▶ _TASK REQUIREMENTS_:
Word for word, repeat the entries, minus the pictures.

START DATA RECORDS

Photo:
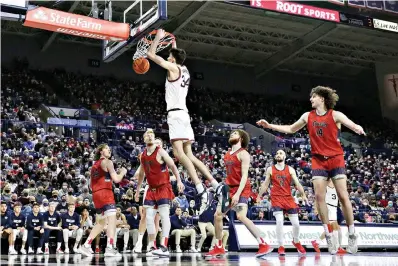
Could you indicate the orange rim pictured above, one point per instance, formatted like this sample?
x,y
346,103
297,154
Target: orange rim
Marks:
x,y
167,35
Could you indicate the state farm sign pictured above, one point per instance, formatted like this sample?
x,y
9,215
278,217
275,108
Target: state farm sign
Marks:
x,y
297,9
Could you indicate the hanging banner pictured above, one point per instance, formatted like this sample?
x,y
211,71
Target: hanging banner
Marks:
x,y
78,25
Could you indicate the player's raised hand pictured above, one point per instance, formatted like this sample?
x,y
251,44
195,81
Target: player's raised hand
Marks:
x,y
359,130
263,123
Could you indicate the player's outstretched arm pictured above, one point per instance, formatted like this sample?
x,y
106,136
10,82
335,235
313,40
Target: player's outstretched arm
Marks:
x,y
288,129
170,163
267,181
111,170
339,117
157,59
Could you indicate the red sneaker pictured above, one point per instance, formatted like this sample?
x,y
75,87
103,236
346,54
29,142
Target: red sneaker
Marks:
x,y
341,251
263,249
299,247
216,251
281,251
316,246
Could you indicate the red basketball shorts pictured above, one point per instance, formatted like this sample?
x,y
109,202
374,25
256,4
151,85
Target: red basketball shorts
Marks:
x,y
104,202
328,167
285,204
244,196
161,195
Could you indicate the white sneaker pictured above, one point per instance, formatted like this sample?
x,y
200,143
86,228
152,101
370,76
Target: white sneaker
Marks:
x,y
332,247
12,252
138,249
352,244
31,251
76,250
193,250
87,251
151,252
111,252
59,251
162,251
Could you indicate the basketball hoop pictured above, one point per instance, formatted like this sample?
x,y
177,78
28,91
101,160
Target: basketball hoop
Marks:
x,y
144,44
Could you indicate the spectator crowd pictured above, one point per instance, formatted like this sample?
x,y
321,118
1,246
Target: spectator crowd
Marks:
x,y
43,172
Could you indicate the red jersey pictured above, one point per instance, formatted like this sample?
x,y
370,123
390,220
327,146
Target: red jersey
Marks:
x,y
156,174
234,169
324,134
281,181
99,178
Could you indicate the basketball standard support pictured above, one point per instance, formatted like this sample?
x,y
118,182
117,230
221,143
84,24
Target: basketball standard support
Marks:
x,y
147,21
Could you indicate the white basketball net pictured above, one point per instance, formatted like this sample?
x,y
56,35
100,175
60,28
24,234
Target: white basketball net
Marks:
x,y
145,42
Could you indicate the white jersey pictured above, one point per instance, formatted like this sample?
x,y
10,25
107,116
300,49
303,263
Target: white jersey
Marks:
x,y
331,197
177,90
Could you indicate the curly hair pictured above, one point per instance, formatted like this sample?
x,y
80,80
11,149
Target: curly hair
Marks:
x,y
330,95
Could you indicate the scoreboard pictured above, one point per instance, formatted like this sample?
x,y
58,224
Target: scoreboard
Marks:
x,y
303,10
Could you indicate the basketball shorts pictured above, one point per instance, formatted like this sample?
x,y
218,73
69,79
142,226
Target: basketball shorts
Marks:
x,y
332,213
104,202
328,167
284,204
180,126
161,195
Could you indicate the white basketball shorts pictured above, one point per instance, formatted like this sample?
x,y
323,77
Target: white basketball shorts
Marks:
x,y
180,126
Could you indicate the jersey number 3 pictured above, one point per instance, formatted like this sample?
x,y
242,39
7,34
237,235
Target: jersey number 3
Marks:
x,y
185,81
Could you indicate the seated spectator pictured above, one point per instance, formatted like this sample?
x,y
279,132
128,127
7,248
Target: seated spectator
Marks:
x,y
34,225
18,225
179,228
133,220
5,229
122,228
71,228
51,221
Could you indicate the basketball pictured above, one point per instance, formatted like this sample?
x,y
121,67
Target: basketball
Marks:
x,y
141,65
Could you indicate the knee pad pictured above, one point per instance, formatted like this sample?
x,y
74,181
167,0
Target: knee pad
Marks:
x,y
150,220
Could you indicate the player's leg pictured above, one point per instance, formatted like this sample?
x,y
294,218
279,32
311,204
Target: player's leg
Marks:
x,y
150,225
278,214
199,164
341,189
241,214
293,217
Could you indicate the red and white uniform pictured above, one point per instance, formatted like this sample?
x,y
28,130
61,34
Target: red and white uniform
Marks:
x,y
327,153
160,191
101,185
281,195
234,176
178,118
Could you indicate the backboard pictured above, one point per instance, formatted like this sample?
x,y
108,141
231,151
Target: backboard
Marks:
x,y
143,17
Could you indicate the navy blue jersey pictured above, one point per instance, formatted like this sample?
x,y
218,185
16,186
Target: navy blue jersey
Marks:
x,y
51,220
68,220
5,220
17,221
34,221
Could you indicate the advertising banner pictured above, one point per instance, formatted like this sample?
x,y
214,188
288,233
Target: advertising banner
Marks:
x,y
367,236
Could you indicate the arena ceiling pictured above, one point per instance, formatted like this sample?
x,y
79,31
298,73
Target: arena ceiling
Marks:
x,y
232,34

END DATA RECORDS

▶ _WRITTEN SOLUTION_:
Photo:
Could you indicate the orange rim pictured above, one point per instance, formatted like this sample?
x,y
346,103
297,154
Target: orange rim
Marks:
x,y
167,35
Could you indicate the state farm sign pictured above, one point per instance, formatted like this sample?
x,y
9,215
278,217
275,108
Target: state farm sign
Marks:
x,y
297,9
Could you indicate the hanging banner pictured above, one point per instance, formatted like this sample?
x,y
211,71
Target: hanging banner
Marks:
x,y
78,25
Could you indicate the player's raised hand pictured above, one point per instance, formatted like this sample?
x,y
251,44
195,81
Target: player's raised hand
Marks:
x,y
359,130
263,123
Could you indicate the player's outstretched arm pictured above, one point per instance, formatted like this sample?
x,y
106,136
10,82
335,235
313,40
Target: player's outstretched arm
Marks:
x,y
288,129
170,163
267,181
111,170
339,117
157,59
Could you indicate the red sneaker pictured above, one point per instance, formatted like this sample?
x,y
75,87
103,236
346,54
29,142
Target: red sneaker
Marks:
x,y
341,251
263,249
299,247
216,251
281,251
316,246
Could you indicate the red basketball shorts pictured above, one point per instance, formatted like this sample?
x,y
109,202
374,25
256,4
151,85
Target: red basketball shorts
Marks:
x,y
104,202
328,167
285,204
244,196
161,195
Could you indicate the white sneaker pictured above, one point per instance, formatted like this sample?
x,y
200,143
86,228
152,101
370,76
Target: white sneaker
Marks:
x,y
332,247
12,252
138,249
352,244
31,251
76,250
193,250
87,251
151,252
111,252
59,251
162,251
Could you indicate the basketball hoop pictured above, one point per instance, formatted like this sample?
x,y
177,78
28,91
101,160
Target: basketball hoop
Marks:
x,y
144,44
Could you indicate the spectator crowd pictured above, one point per instance, formatted like this sample?
x,y
321,118
1,246
Target: spectator crowd
Marks:
x,y
43,172
Could you indicate the red jersey pictured above, one point per instance, formatted like this sample?
x,y
370,123
390,220
327,146
Target: red jersey
Marks:
x,y
156,174
234,169
324,134
281,181
99,178
Could you indicate the basketball standard support pictured above, one point per instance, formatted like this sample?
x,y
118,182
117,230
221,143
84,24
Target: basketball standard support
Marks:
x,y
147,21
Could you indicate the white basketball net pictured above, one point per instance, formatted like this sample?
x,y
56,35
100,175
60,28
24,234
Target: white basketball net
Marks:
x,y
145,42
Could you indicate the white jersey pictured above, one point per instance, formatted like this sample?
x,y
10,25
107,116
300,49
303,263
Target: white jersey
Marks:
x,y
331,197
177,90
Could you indicate the curly hair pictured above, one point per instance, formatted like this sample?
x,y
80,80
11,149
Target: curly hair
Marks:
x,y
330,95
Could you indicate the scoreboard pictured above, one point per instance, formatted like this sample?
x,y
58,224
Target: scoreboard
Marks:
x,y
303,10
Could you indicate the basketball shorts pictured above, one point per instance, formatted like this sample?
x,y
218,73
69,79
142,226
Target: basketball shorts
Marks:
x,y
332,213
104,202
328,167
284,204
180,126
161,195
Could you indicate the white basketball shorts pictured above, one point per instance, formatted like this sample?
x,y
323,77
Target: white basketball shorts
Marks:
x,y
180,126
Could you indicate the jersey number 3 pictured above, one point per instance, formatted like this sample?
x,y
242,39
7,34
237,235
Target: jersey number 3
Marks:
x,y
185,81
Could you indicate the seated spectator pictured above, one point per instance, formatted like this sample?
x,y
279,132
128,127
7,248
Target: seated spectator
Marks:
x,y
34,225
18,225
179,228
133,220
5,229
122,228
71,228
51,221
Could you indicate the basketball pictured above, one point per instance, formatted like this sample?
x,y
121,67
Target: basketball
Marks:
x,y
141,65
Could you indicate the knee pad pictured above, one point per instance, formatted like this sample?
x,y
74,181
167,0
Target: knee pad
Marks:
x,y
150,220
Could you indicate the player's leg pictured above, one point per instance, formatted like this sample?
x,y
294,218
279,32
311,204
Target: player's leg
Marks:
x,y
150,225
278,214
199,164
341,189
241,214
293,217
Could you indicate the red and white uniform pictured above, one point per instance, formatted like this sample?
x,y
28,130
61,34
Target: red and white uniform
Marks:
x,y
327,153
160,191
101,185
281,195
234,176
178,118
Could you indicate the backboard pictured above, one point per instance, formatted like this sample?
x,y
108,141
231,151
Target: backboard
Marks:
x,y
143,17
Could you indicate the navy blue jersey pictured above, one point per instance, formatted like this sample?
x,y
218,185
16,186
Target: navy blue jersey
Marks:
x,y
51,220
68,220
5,220
17,221
34,221
Could you indicate the advertising banner pictured above, one point per instance, formatted like this sample?
x,y
214,188
288,233
Target: advertising banner
Marks:
x,y
367,236
Could you indicate the arena ceiling pictured above, one point per instance, formatted like this sample?
x,y
79,31
298,73
Target: arena ceiling
Marks:
x,y
232,34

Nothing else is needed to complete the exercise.